-- Provided entries start --
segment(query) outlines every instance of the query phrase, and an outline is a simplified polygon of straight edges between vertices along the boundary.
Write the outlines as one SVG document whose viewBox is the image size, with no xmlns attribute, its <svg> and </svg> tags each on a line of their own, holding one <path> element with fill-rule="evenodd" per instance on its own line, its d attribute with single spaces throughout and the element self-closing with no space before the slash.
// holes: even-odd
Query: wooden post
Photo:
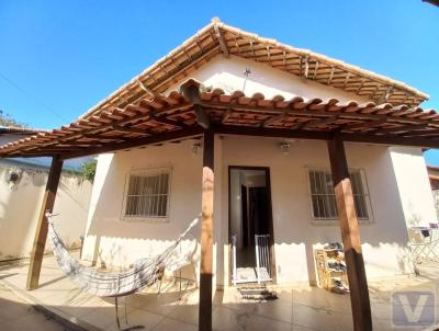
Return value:
<svg viewBox="0 0 439 331">
<path fill-rule="evenodd" d="M 204 132 L 199 330 L 212 330 L 214 134 Z"/>
<path fill-rule="evenodd" d="M 55 204 L 55 195 L 58 189 L 59 178 L 61 174 L 63 161 L 58 157 L 52 159 L 50 170 L 46 184 L 46 192 L 44 193 L 43 203 L 40 209 L 38 222 L 36 225 L 36 232 L 34 244 L 32 247 L 31 264 L 27 272 L 27 289 L 35 289 L 38 287 L 40 271 L 43 262 L 44 248 L 46 246 L 48 222 L 46 219 L 46 212 L 52 213 Z"/>
<path fill-rule="evenodd" d="M 348 272 L 353 330 L 369 331 L 372 330 L 372 316 L 368 281 L 348 163 L 344 141 L 339 136 L 328 141 L 328 151 Z"/>
</svg>

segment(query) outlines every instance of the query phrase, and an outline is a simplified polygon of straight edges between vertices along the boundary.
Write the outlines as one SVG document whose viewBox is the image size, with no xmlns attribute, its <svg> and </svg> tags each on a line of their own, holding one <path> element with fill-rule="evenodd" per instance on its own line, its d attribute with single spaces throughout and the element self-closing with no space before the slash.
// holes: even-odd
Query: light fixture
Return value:
<svg viewBox="0 0 439 331">
<path fill-rule="evenodd" d="M 200 142 L 194 142 L 192 145 L 192 155 L 196 156 L 199 153 L 200 148 L 201 148 Z"/>
<path fill-rule="evenodd" d="M 282 152 L 284 156 L 288 156 L 288 155 L 290 153 L 290 147 L 291 147 L 290 142 L 288 142 L 288 141 L 281 141 L 281 142 L 279 144 L 279 146 L 280 146 L 280 148 L 281 148 L 281 152 Z"/>
</svg>

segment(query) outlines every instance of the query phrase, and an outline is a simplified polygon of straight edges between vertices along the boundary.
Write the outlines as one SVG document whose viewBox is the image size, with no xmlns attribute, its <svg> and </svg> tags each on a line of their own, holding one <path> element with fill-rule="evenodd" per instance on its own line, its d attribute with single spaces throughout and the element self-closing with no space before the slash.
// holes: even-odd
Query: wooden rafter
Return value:
<svg viewBox="0 0 439 331">
<path fill-rule="evenodd" d="M 223 54 L 224 54 L 226 57 L 229 57 L 227 43 L 226 43 L 226 41 L 225 41 L 225 38 L 224 38 L 224 33 L 219 30 L 219 27 L 218 27 L 217 24 L 214 24 L 214 25 L 213 25 L 213 28 L 215 30 L 215 36 L 216 36 L 216 39 L 217 39 L 218 43 L 219 43 L 221 50 L 223 52 Z"/>
<path fill-rule="evenodd" d="M 403 132 L 408 132 L 408 130 L 418 130 L 418 129 L 425 129 L 427 126 L 428 126 L 428 124 L 401 125 L 401 126 L 396 126 L 396 127 L 381 128 L 380 134 L 394 134 L 394 133 L 403 133 Z"/>
<path fill-rule="evenodd" d="M 286 113 L 282 113 L 282 114 L 269 117 L 269 118 L 267 118 L 266 121 L 263 121 L 261 123 L 261 126 L 262 127 L 267 127 L 267 126 L 270 126 L 270 125 L 272 125 L 274 123 L 281 122 L 281 121 L 285 119 L 285 116 L 286 116 Z"/>
<path fill-rule="evenodd" d="M 128 133 L 128 134 L 140 134 L 140 135 L 150 135 L 148 129 L 143 129 L 138 127 L 131 127 L 131 126 L 122 126 L 122 125 L 112 125 L 111 127 L 115 132 L 120 133 Z"/>
<path fill-rule="evenodd" d="M 330 123 L 336 122 L 338 119 L 338 117 L 339 117 L 339 115 L 335 115 L 335 116 L 327 117 L 327 118 L 309 121 L 309 122 L 300 124 L 299 128 L 309 128 L 309 127 L 317 127 L 320 125 L 330 124 Z"/>
<path fill-rule="evenodd" d="M 361 122 L 361 123 L 353 123 L 353 124 L 346 124 L 341 126 L 342 130 L 354 130 L 354 129 L 364 129 L 364 128 L 371 128 L 371 127 L 376 127 L 379 125 L 382 125 L 386 123 L 386 118 L 380 118 L 375 121 L 368 121 L 368 122 Z"/>
</svg>

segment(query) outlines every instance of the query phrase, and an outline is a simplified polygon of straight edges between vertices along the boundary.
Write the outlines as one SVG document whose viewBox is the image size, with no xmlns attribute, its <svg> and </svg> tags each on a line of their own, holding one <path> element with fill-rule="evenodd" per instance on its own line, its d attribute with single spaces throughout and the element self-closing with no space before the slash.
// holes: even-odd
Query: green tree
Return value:
<svg viewBox="0 0 439 331">
<path fill-rule="evenodd" d="M 97 164 L 98 160 L 95 159 L 89 159 L 81 164 L 81 174 L 90 182 L 94 179 Z"/>
<path fill-rule="evenodd" d="M 16 122 L 10 114 L 4 113 L 2 110 L 0 110 L 0 125 L 2 125 L 2 126 L 27 127 L 26 124 Z"/>
</svg>

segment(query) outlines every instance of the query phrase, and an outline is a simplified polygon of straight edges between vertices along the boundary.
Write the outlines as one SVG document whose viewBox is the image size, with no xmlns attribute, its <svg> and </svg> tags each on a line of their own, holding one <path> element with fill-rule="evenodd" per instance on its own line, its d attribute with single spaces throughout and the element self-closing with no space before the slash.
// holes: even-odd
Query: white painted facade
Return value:
<svg viewBox="0 0 439 331">
<path fill-rule="evenodd" d="M 241 90 L 244 71 L 251 68 L 246 94 L 262 92 L 290 99 L 359 99 L 358 95 L 302 80 L 266 65 L 218 56 L 192 72 L 191 78 L 226 92 Z M 177 88 L 177 87 L 175 87 Z M 192 153 L 193 140 L 159 147 L 101 155 L 91 197 L 82 259 L 128 266 L 136 259 L 161 251 L 201 212 L 202 155 Z M 340 241 L 336 222 L 318 222 L 312 217 L 308 169 L 329 169 L 325 141 L 294 140 L 289 155 L 280 139 L 221 136 L 215 138 L 215 276 L 216 284 L 229 282 L 228 167 L 251 166 L 270 169 L 278 284 L 314 283 L 313 247 Z M 368 277 L 410 273 L 407 226 L 429 222 L 435 206 L 421 150 L 346 144 L 349 167 L 363 171 L 369 191 L 370 218 L 360 233 Z M 166 221 L 126 221 L 123 197 L 132 171 L 167 167 L 171 169 L 169 217 Z M 230 198 L 235 198 L 234 194 Z M 193 232 L 199 240 L 199 229 Z"/>
</svg>

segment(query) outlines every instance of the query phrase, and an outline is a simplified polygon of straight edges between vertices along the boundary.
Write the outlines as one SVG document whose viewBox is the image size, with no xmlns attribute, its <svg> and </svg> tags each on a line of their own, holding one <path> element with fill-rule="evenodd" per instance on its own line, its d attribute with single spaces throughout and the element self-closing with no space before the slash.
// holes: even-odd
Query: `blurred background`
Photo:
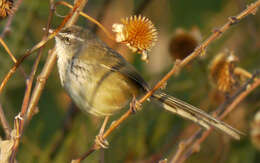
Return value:
<svg viewBox="0 0 260 163">
<path fill-rule="evenodd" d="M 72 0 L 67 2 L 73 3 Z M 215 29 L 226 23 L 228 17 L 238 14 L 251 2 L 254 1 L 89 0 L 84 12 L 98 19 L 110 31 L 114 23 L 120 23 L 121 18 L 131 15 L 142 14 L 154 23 L 159 36 L 150 52 L 148 64 L 142 62 L 141 56 L 133 54 L 126 46 L 109 40 L 88 20 L 81 17 L 77 24 L 92 28 L 102 40 L 131 62 L 153 86 L 172 68 L 176 59 L 182 59 L 186 53 L 192 52 Z M 63 20 L 59 15 L 66 15 L 68 11 L 68 8 L 58 6 L 51 27 L 58 27 Z M 14 15 L 10 31 L 3 38 L 16 58 L 41 40 L 48 14 L 49 1 L 22 1 Z M 0 21 L 0 31 L 7 19 Z M 251 73 L 260 69 L 259 27 L 260 13 L 234 25 L 206 49 L 204 56 L 186 66 L 178 76 L 171 77 L 165 91 L 207 112 L 215 110 L 245 81 L 241 79 L 238 84 L 236 82 L 232 89 L 219 89 L 215 77 L 210 76 L 212 60 L 220 53 L 233 53 L 237 57 L 235 63 L 232 63 L 235 66 Z M 44 49 L 38 74 L 48 50 L 53 46 L 52 40 Z M 3 47 L 0 48 L 0 58 L 2 80 L 13 63 Z M 36 55 L 31 55 L 22 64 L 26 73 L 30 73 L 35 58 Z M 24 91 L 24 77 L 17 71 L 0 96 L 0 103 L 11 126 L 14 116 L 20 111 Z M 260 136 L 250 136 L 254 128 L 260 128 L 260 123 L 254 121 L 255 114 L 260 110 L 259 97 L 258 88 L 225 118 L 225 122 L 246 133 L 241 141 L 214 131 L 201 145 L 200 152 L 192 155 L 187 162 L 260 162 Z M 78 111 L 72 104 L 61 87 L 56 66 L 47 81 L 38 108 L 39 112 L 32 118 L 22 137 L 17 154 L 17 160 L 21 163 L 70 162 L 91 147 L 103 121 L 102 118 Z M 164 158 L 171 159 L 178 143 L 199 128 L 151 103 L 146 102 L 143 108 L 109 136 L 109 149 L 95 152 L 83 162 L 149 163 Z M 127 108 L 113 116 L 110 123 L 126 110 Z M 2 128 L 0 134 L 4 138 Z"/>
</svg>

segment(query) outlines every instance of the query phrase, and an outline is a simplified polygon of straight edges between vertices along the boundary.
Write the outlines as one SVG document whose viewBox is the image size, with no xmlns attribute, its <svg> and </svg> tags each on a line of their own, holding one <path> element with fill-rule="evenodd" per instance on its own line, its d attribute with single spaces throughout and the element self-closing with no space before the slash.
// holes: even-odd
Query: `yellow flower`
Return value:
<svg viewBox="0 0 260 163">
<path fill-rule="evenodd" d="M 141 15 L 121 19 L 122 24 L 113 24 L 116 41 L 126 44 L 133 52 L 142 54 L 147 61 L 147 52 L 157 41 L 157 31 L 152 22 Z"/>
</svg>

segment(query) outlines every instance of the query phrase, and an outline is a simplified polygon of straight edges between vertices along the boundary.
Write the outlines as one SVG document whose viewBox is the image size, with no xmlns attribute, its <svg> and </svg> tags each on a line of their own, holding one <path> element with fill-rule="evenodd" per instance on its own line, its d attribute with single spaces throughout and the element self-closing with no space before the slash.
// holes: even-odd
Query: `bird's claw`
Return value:
<svg viewBox="0 0 260 163">
<path fill-rule="evenodd" d="M 108 141 L 100 134 L 96 136 L 95 144 L 104 149 L 107 149 L 109 146 Z"/>
</svg>

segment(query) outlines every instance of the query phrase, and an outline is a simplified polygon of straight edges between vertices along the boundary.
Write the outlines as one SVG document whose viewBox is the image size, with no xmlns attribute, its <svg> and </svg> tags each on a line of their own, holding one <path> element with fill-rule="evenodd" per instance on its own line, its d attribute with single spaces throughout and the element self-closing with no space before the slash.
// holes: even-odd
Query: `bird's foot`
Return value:
<svg viewBox="0 0 260 163">
<path fill-rule="evenodd" d="M 130 109 L 132 110 L 132 113 L 136 113 L 142 110 L 142 104 L 138 100 L 136 100 L 135 96 L 130 103 Z"/>
<path fill-rule="evenodd" d="M 109 143 L 106 139 L 104 139 L 103 134 L 99 134 L 95 138 L 95 144 L 98 146 L 98 148 L 104 148 L 107 149 L 109 146 Z"/>
</svg>

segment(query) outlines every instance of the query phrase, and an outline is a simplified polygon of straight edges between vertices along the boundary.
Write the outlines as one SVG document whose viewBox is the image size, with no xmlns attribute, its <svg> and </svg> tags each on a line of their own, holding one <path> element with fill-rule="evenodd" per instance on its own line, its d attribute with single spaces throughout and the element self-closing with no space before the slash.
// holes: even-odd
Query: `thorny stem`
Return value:
<svg viewBox="0 0 260 163">
<path fill-rule="evenodd" d="M 250 14 L 255 14 L 257 8 L 260 6 L 260 0 L 256 1 L 249 5 L 245 10 L 239 13 L 235 17 L 230 17 L 228 22 L 224 24 L 218 30 L 215 30 L 209 37 L 206 39 L 201 45 L 199 45 L 190 55 L 188 55 L 185 59 L 183 59 L 180 63 L 177 63 L 145 96 L 143 96 L 138 102 L 143 103 L 146 101 L 157 89 L 161 88 L 164 83 L 174 74 L 178 73 L 182 67 L 187 65 L 189 62 L 198 57 L 201 53 L 205 51 L 205 49 L 209 46 L 210 43 L 217 40 L 224 32 L 226 32 L 232 25 L 237 24 L 241 19 L 245 18 Z M 124 120 L 126 120 L 132 113 L 132 110 L 129 109 L 126 113 L 124 113 L 117 121 L 115 121 L 110 128 L 104 133 L 104 138 L 106 138 L 112 131 L 114 131 Z M 83 156 L 76 161 L 83 160 L 92 154 L 94 151 L 98 150 L 97 145 L 94 144 L 89 151 L 87 151 Z"/>
</svg>

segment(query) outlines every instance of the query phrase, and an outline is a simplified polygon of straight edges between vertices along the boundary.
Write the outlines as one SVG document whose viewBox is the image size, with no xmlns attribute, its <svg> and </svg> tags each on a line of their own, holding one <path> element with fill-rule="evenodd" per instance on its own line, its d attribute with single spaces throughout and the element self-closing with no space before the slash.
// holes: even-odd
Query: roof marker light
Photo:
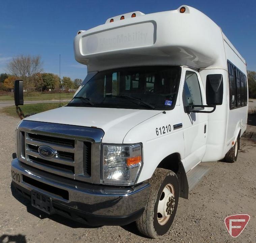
-- Provided entries end --
What to work on |
Gather every line of the listing above that contains the string "light", and copy each of those lines in full.

Problem solution |
Query: light fixture
Query: roof marker light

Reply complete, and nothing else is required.